Instructions to follow: Count the lines in the records that contain the string "window", treating uppercase and lowercase as different, and reply with the number alone.

Supplied information:
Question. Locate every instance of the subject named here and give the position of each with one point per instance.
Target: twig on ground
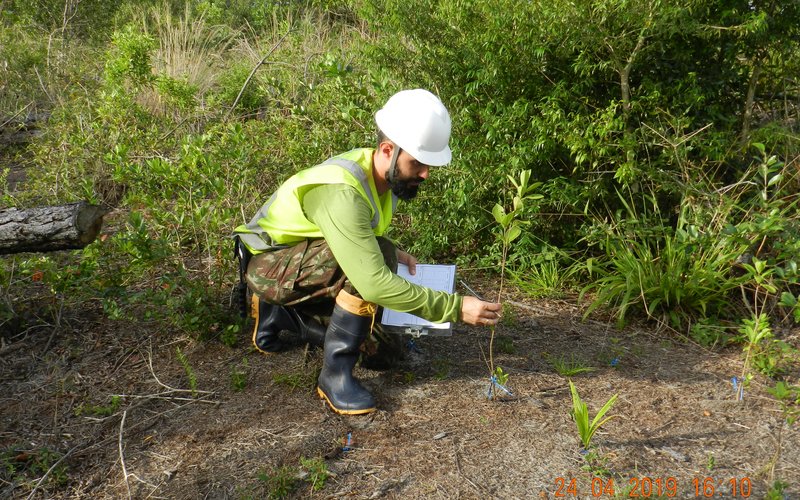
(121, 455)
(165, 396)
(165, 386)
(253, 72)
(51, 469)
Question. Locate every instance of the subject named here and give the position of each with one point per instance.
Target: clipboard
(434, 276)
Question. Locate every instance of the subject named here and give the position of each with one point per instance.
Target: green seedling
(239, 376)
(568, 367)
(754, 331)
(510, 228)
(100, 410)
(279, 483)
(580, 412)
(317, 471)
(187, 368)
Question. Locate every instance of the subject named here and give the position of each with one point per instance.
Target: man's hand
(475, 311)
(409, 260)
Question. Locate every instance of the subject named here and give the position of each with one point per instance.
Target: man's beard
(405, 189)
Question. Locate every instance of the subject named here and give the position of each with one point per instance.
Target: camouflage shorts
(304, 273)
(308, 277)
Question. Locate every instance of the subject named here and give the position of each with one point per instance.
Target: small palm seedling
(580, 412)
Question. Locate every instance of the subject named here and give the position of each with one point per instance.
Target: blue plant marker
(347, 443)
(736, 390)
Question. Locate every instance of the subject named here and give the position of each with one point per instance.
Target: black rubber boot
(336, 384)
(271, 319)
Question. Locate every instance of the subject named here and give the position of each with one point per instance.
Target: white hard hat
(418, 122)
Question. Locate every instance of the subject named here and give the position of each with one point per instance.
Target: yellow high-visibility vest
(281, 221)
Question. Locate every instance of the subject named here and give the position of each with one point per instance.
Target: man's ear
(386, 148)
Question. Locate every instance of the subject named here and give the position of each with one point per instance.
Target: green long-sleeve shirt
(344, 219)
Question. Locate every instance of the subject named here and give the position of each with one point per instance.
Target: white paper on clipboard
(434, 276)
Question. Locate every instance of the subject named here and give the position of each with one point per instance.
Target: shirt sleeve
(344, 218)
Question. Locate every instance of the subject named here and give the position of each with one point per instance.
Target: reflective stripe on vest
(258, 240)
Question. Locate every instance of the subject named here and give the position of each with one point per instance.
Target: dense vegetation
(665, 136)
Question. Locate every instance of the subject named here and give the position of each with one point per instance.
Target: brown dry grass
(435, 435)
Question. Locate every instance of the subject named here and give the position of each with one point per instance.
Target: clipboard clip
(414, 331)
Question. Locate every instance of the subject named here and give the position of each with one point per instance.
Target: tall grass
(690, 269)
(190, 51)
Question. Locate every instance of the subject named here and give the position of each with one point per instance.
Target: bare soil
(677, 425)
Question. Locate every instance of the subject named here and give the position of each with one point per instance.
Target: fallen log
(45, 229)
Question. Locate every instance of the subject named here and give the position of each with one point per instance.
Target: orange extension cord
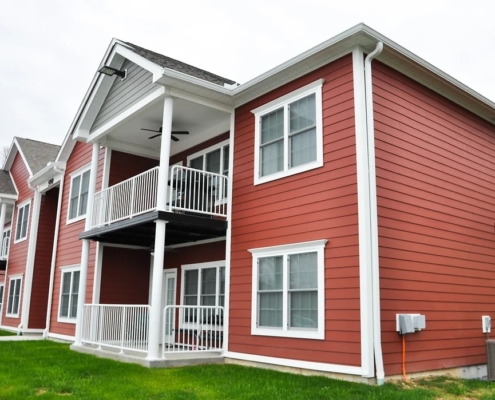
(404, 358)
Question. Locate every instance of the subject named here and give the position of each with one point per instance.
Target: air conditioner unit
(490, 359)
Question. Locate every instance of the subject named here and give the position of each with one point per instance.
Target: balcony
(188, 333)
(196, 208)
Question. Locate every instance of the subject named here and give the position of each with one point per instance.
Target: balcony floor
(140, 230)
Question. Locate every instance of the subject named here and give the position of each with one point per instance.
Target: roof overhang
(393, 55)
(13, 150)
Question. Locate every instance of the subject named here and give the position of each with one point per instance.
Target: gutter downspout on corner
(375, 261)
(54, 251)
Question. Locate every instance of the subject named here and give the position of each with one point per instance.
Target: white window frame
(204, 152)
(200, 267)
(317, 246)
(16, 314)
(19, 207)
(73, 175)
(4, 235)
(63, 270)
(283, 102)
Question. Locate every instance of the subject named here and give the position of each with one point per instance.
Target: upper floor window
(79, 188)
(4, 244)
(289, 290)
(21, 229)
(14, 299)
(289, 134)
(69, 294)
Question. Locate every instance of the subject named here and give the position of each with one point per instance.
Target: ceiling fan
(159, 133)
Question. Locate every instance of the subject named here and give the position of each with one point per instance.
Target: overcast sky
(50, 50)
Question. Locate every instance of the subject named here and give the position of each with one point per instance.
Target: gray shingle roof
(176, 65)
(6, 184)
(38, 154)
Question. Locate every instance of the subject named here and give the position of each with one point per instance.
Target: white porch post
(83, 277)
(3, 212)
(161, 203)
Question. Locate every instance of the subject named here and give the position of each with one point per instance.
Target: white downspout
(54, 252)
(375, 261)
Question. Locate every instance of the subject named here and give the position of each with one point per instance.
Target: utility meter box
(410, 323)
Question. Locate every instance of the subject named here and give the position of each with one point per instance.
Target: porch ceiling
(200, 121)
(140, 230)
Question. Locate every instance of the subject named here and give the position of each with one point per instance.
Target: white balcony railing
(4, 247)
(189, 329)
(123, 327)
(191, 191)
(197, 191)
(126, 199)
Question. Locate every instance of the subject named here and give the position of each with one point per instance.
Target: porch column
(158, 260)
(3, 212)
(83, 275)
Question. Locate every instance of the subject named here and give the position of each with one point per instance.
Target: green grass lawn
(49, 370)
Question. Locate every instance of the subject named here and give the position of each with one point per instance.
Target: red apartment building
(284, 222)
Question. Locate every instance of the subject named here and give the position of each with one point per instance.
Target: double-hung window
(21, 229)
(14, 300)
(288, 290)
(213, 159)
(79, 188)
(289, 134)
(203, 285)
(4, 244)
(69, 294)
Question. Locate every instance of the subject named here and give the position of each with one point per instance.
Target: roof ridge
(198, 72)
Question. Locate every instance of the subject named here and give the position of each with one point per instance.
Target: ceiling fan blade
(152, 130)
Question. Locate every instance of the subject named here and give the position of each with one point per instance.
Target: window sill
(67, 320)
(290, 172)
(304, 334)
(77, 219)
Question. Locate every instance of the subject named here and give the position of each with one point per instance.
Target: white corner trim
(33, 238)
(286, 362)
(364, 222)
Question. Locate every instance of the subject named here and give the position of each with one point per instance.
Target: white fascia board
(124, 51)
(8, 198)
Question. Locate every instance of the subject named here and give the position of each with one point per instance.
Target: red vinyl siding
(316, 204)
(69, 246)
(18, 251)
(125, 273)
(124, 166)
(435, 182)
(42, 260)
(125, 276)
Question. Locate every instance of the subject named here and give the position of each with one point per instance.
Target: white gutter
(375, 260)
(54, 252)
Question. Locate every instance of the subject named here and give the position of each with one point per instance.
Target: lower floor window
(15, 284)
(288, 290)
(203, 285)
(69, 294)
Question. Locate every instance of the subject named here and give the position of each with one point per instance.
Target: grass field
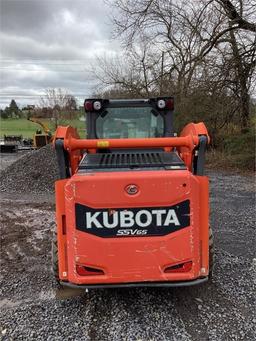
(27, 129)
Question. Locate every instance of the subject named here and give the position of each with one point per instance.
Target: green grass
(26, 128)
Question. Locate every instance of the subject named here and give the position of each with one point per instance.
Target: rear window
(127, 122)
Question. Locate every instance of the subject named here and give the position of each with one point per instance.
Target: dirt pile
(35, 172)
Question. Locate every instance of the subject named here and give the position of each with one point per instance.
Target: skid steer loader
(132, 202)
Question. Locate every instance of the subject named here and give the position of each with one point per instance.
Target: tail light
(88, 271)
(97, 105)
(88, 105)
(181, 267)
(161, 103)
(170, 104)
(165, 103)
(92, 104)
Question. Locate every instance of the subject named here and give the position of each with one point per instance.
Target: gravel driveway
(221, 310)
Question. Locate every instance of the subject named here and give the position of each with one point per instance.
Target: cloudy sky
(51, 44)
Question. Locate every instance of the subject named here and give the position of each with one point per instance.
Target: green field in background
(22, 126)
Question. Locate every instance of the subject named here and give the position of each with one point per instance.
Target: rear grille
(131, 160)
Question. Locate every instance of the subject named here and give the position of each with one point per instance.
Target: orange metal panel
(61, 228)
(135, 259)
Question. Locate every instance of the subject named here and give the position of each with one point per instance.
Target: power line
(39, 70)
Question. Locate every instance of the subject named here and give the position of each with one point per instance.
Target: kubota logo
(132, 221)
(126, 218)
(132, 189)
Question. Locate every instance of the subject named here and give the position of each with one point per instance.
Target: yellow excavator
(42, 136)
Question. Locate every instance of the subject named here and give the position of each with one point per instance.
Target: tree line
(202, 52)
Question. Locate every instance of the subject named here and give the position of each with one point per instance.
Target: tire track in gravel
(223, 309)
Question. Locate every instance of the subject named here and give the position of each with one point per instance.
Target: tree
(183, 47)
(14, 109)
(58, 103)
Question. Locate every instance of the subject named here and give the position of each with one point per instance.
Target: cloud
(51, 43)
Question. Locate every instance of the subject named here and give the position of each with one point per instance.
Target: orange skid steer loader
(132, 202)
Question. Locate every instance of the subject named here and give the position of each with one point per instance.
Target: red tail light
(169, 104)
(182, 267)
(88, 271)
(88, 105)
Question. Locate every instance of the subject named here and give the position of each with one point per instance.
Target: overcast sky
(51, 44)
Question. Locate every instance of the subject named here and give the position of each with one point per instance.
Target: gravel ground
(34, 172)
(221, 310)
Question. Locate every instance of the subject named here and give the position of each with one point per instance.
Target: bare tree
(59, 103)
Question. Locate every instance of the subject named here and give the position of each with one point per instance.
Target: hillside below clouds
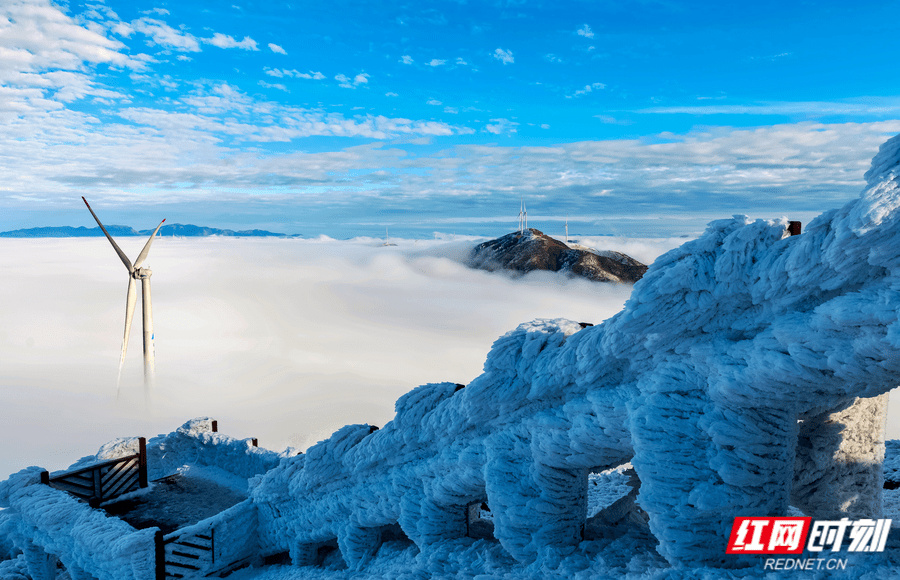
(534, 250)
(187, 230)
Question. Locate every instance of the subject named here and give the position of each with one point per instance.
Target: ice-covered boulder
(747, 372)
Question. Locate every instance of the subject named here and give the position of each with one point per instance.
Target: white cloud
(294, 73)
(315, 357)
(504, 56)
(804, 109)
(278, 86)
(501, 126)
(161, 34)
(345, 81)
(589, 88)
(225, 41)
(610, 120)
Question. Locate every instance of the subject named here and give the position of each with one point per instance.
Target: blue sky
(633, 118)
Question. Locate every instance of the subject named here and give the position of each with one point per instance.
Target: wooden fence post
(142, 462)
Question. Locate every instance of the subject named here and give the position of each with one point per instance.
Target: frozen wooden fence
(104, 481)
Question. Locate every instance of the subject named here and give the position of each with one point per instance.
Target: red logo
(768, 535)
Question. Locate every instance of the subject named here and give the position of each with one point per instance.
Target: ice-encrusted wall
(748, 371)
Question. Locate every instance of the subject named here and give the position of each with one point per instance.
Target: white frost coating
(52, 524)
(700, 381)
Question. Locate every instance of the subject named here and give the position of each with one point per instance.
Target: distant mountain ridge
(533, 250)
(187, 230)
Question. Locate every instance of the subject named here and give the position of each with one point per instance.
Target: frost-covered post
(142, 462)
(839, 461)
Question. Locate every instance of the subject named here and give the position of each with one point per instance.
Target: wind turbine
(135, 272)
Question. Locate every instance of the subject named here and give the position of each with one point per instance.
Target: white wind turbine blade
(146, 250)
(130, 301)
(119, 251)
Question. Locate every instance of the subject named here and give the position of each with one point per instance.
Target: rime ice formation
(49, 525)
(747, 372)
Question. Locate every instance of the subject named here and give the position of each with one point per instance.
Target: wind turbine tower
(135, 272)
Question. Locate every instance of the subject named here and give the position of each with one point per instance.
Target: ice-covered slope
(725, 343)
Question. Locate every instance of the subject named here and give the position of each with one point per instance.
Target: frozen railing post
(106, 480)
(160, 545)
(142, 462)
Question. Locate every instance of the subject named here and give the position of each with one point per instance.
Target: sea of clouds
(283, 340)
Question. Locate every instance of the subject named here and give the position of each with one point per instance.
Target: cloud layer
(283, 340)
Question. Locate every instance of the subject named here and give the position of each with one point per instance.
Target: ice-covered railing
(194, 443)
(48, 524)
(747, 372)
(213, 545)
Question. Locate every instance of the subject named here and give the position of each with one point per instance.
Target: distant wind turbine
(135, 272)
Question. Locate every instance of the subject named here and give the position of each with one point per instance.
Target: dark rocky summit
(533, 250)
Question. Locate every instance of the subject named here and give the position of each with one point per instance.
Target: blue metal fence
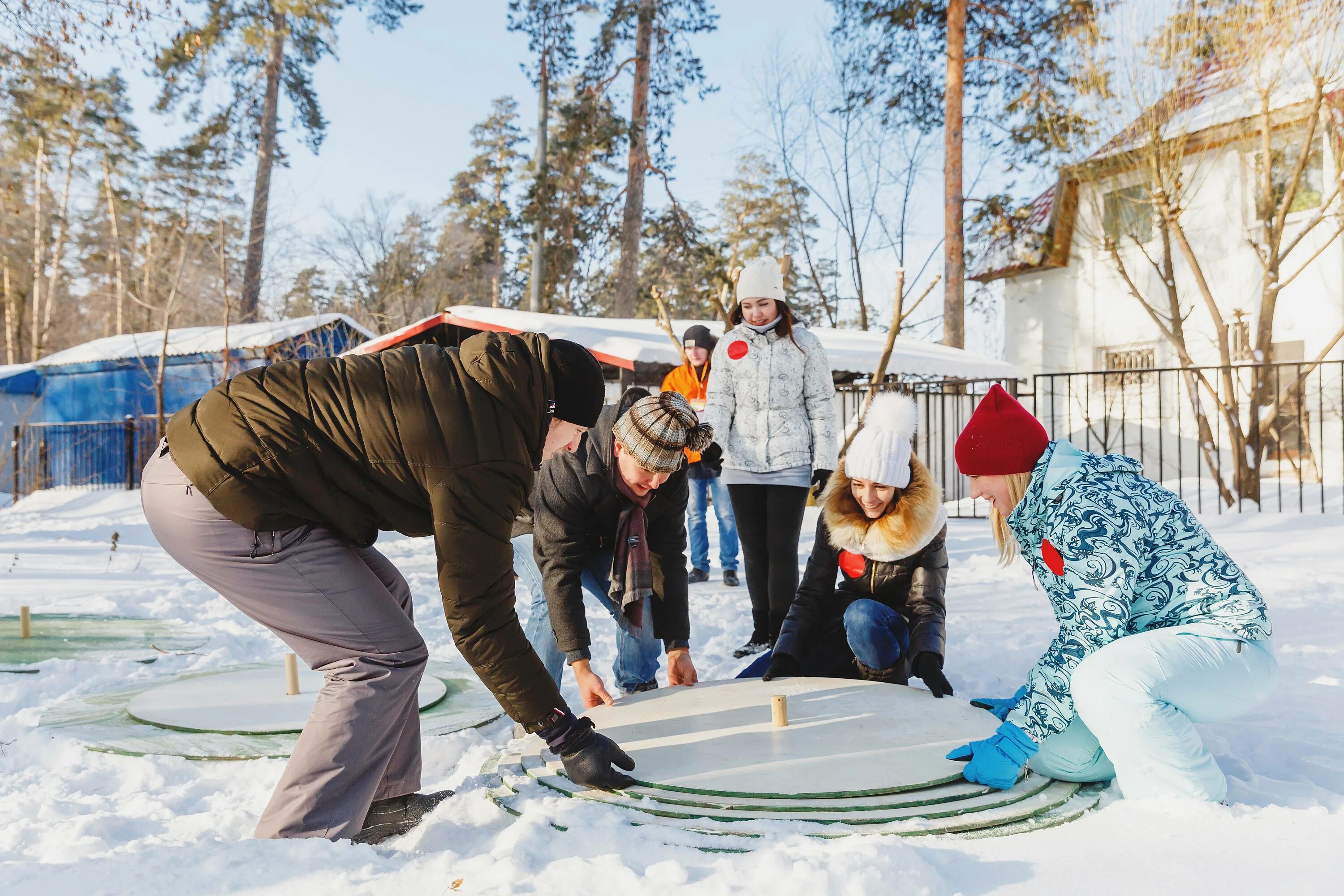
(99, 454)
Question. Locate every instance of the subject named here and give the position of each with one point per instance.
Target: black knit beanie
(699, 336)
(580, 389)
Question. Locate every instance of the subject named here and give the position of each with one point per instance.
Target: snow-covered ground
(78, 823)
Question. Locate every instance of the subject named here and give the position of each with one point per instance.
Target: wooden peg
(780, 711)
(291, 675)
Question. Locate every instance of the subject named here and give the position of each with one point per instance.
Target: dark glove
(999, 706)
(588, 755)
(783, 665)
(929, 668)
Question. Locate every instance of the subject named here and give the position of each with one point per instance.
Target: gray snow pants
(346, 612)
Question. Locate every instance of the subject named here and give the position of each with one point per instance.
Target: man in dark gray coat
(612, 517)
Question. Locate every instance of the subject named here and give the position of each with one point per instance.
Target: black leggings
(769, 523)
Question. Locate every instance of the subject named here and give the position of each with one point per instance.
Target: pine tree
(257, 47)
(655, 34)
(550, 29)
(762, 213)
(1008, 61)
(482, 194)
(582, 181)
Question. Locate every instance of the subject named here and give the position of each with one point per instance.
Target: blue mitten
(1000, 706)
(998, 761)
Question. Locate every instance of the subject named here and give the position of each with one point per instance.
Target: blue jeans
(698, 527)
(636, 659)
(875, 633)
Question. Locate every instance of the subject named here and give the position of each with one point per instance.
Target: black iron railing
(1205, 449)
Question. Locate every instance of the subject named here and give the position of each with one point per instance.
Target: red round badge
(1050, 554)
(853, 564)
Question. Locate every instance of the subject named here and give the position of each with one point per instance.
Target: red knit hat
(1000, 437)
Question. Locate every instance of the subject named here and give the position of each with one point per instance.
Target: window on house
(1284, 160)
(1128, 213)
(1128, 358)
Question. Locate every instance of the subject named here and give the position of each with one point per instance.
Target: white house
(1068, 307)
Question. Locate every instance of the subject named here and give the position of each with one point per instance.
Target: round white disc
(843, 739)
(245, 703)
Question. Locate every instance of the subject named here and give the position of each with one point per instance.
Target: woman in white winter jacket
(771, 406)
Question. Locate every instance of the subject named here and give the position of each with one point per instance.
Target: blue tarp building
(112, 378)
(72, 408)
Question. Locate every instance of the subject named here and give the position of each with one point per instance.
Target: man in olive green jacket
(272, 489)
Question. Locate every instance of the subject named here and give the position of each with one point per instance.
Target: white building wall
(1062, 319)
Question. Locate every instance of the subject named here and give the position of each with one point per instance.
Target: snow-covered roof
(625, 342)
(198, 340)
(13, 378)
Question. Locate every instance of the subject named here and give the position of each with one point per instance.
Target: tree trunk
(539, 228)
(628, 279)
(224, 281)
(265, 159)
(37, 253)
(11, 319)
(955, 257)
(116, 242)
(58, 249)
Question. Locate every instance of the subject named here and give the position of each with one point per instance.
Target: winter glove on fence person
(588, 755)
(998, 761)
(928, 667)
(1000, 706)
(783, 665)
(819, 481)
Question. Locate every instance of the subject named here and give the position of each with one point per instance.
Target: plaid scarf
(632, 570)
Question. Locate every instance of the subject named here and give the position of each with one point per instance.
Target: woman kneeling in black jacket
(883, 531)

Exercise solution: 7